start Supplied data
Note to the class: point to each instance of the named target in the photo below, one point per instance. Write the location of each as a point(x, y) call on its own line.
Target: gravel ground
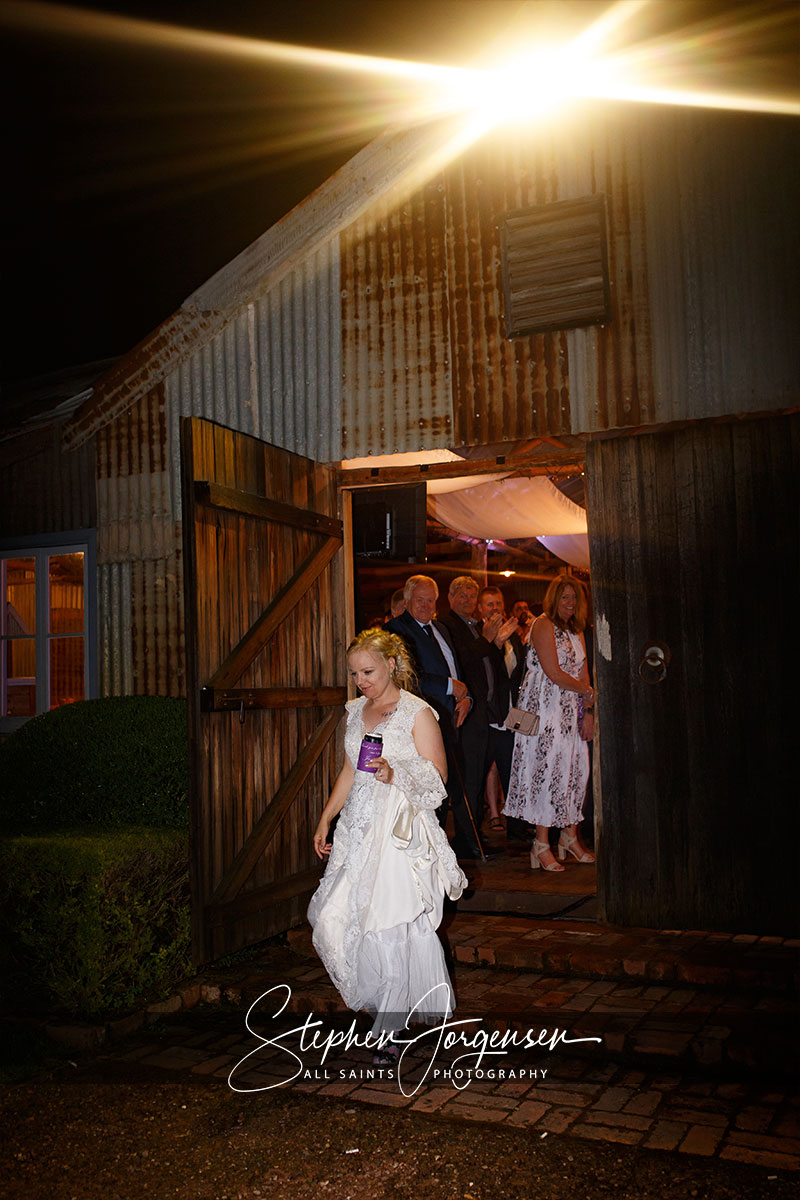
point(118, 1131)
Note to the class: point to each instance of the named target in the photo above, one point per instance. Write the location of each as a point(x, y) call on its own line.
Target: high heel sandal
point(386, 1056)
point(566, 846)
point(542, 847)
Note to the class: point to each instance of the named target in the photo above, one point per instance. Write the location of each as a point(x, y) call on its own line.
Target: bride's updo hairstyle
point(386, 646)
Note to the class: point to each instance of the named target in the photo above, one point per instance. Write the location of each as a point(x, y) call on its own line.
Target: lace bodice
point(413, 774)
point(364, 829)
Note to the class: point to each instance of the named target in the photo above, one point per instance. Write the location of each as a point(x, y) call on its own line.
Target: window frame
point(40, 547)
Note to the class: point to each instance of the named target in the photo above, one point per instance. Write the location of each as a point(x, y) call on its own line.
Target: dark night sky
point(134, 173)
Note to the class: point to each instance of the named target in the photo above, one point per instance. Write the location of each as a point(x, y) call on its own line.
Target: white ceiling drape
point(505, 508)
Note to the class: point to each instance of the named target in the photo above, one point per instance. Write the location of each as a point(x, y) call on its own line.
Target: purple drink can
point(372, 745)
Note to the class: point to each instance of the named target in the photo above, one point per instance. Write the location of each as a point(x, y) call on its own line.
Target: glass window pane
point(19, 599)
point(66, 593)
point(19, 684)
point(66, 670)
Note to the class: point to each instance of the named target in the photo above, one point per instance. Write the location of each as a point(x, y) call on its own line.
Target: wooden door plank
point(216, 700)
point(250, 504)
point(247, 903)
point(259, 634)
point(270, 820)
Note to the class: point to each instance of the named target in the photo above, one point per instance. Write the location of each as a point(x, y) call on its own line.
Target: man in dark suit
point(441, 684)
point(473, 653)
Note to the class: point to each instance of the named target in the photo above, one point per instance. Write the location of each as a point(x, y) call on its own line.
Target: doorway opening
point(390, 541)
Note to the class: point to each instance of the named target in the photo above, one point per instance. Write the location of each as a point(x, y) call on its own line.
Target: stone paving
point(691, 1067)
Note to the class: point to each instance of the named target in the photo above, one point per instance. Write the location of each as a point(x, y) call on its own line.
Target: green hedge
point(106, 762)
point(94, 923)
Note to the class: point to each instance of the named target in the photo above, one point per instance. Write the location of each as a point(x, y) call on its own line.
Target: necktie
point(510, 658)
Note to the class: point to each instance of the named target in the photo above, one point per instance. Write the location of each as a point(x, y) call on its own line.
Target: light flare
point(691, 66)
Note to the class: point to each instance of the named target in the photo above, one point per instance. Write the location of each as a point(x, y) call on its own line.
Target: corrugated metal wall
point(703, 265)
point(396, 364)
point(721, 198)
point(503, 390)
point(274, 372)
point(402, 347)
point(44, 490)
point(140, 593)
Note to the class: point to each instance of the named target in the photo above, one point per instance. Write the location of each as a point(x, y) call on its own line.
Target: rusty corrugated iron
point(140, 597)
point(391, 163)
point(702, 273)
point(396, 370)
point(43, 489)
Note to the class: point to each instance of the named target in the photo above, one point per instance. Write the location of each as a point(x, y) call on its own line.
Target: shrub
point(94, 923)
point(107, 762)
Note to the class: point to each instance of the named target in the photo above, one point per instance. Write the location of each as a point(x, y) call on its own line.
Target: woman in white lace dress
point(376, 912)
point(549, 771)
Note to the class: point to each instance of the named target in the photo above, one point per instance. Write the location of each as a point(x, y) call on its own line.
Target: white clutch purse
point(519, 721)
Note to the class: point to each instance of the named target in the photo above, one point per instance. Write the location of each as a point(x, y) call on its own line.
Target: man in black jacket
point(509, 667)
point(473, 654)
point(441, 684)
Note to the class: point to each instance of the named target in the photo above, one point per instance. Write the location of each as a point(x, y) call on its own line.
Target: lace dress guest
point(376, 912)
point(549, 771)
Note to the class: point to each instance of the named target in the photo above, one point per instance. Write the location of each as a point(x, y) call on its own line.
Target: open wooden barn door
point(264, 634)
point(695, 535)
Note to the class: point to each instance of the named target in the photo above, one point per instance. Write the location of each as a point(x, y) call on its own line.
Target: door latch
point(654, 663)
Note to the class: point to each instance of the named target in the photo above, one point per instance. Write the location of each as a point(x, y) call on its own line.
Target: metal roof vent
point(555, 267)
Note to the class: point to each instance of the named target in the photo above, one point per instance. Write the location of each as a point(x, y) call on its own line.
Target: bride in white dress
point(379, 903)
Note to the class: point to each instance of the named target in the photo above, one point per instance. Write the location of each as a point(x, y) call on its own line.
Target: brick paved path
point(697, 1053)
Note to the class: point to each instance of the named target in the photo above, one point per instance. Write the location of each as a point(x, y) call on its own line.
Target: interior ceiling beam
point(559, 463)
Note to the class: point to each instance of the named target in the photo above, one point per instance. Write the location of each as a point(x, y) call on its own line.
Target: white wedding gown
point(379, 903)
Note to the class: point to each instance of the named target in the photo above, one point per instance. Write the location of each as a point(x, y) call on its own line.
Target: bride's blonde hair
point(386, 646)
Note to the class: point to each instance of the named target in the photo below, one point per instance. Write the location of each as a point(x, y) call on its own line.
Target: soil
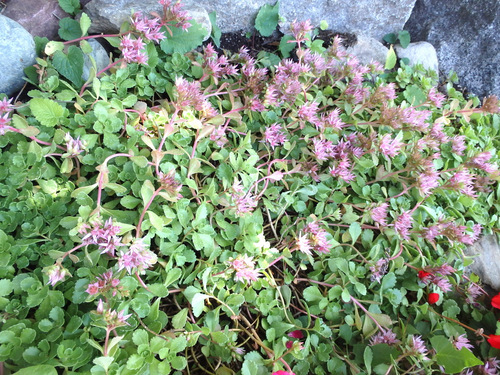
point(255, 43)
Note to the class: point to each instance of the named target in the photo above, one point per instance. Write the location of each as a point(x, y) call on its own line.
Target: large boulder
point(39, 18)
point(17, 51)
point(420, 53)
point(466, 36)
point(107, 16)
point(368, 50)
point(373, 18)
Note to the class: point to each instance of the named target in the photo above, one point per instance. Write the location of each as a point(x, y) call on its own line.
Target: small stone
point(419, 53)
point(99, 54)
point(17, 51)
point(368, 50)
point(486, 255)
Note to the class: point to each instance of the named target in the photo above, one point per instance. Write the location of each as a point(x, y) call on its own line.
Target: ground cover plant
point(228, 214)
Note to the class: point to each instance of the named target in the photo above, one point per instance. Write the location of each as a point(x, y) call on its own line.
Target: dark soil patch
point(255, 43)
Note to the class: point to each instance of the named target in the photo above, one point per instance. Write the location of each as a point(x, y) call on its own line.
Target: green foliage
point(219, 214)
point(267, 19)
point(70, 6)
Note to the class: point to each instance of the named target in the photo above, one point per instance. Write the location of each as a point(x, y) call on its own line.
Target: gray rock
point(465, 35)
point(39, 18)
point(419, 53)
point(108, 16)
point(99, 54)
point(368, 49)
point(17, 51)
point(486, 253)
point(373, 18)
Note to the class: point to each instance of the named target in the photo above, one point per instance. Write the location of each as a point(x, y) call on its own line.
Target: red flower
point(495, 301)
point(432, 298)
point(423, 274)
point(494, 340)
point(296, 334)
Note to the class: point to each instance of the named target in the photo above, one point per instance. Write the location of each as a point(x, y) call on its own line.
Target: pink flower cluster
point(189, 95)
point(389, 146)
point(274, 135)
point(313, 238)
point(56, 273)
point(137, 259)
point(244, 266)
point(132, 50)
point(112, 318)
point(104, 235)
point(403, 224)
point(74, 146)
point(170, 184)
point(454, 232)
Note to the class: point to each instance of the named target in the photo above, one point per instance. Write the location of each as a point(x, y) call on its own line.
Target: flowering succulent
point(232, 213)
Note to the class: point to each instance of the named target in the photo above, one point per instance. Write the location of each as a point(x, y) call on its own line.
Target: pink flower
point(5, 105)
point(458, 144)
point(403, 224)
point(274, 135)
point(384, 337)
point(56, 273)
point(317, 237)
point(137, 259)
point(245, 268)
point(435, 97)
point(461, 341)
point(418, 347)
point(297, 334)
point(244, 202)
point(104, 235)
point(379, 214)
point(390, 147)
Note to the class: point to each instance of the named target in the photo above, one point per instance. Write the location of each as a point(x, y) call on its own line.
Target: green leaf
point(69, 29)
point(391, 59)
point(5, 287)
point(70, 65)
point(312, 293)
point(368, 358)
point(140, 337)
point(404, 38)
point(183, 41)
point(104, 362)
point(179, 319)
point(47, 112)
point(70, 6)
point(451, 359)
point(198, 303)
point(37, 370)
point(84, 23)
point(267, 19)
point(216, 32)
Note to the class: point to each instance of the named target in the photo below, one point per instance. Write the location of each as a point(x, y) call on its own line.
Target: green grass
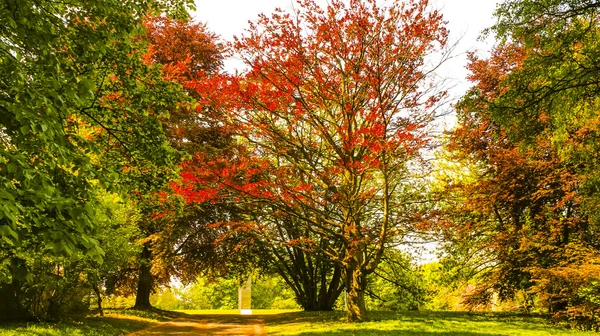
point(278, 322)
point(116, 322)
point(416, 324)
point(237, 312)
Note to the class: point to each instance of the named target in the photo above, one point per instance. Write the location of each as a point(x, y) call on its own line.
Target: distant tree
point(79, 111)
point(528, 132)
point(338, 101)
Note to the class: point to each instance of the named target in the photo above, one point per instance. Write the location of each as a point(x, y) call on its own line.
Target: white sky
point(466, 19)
end Supplied data
Given problem ::
Copy the rows from the very beginning through the line containing "point(118, 1131)", both ends included, and add 135 to each coordinate in the answer points. Leave the pictures out.

Finished answer ::
Note to the class: point to each instance of the named target in the photo below, one point per instance. Write the location of each as a point(x, y) call on its own line.
Target: gravel ground
point(253, 1266)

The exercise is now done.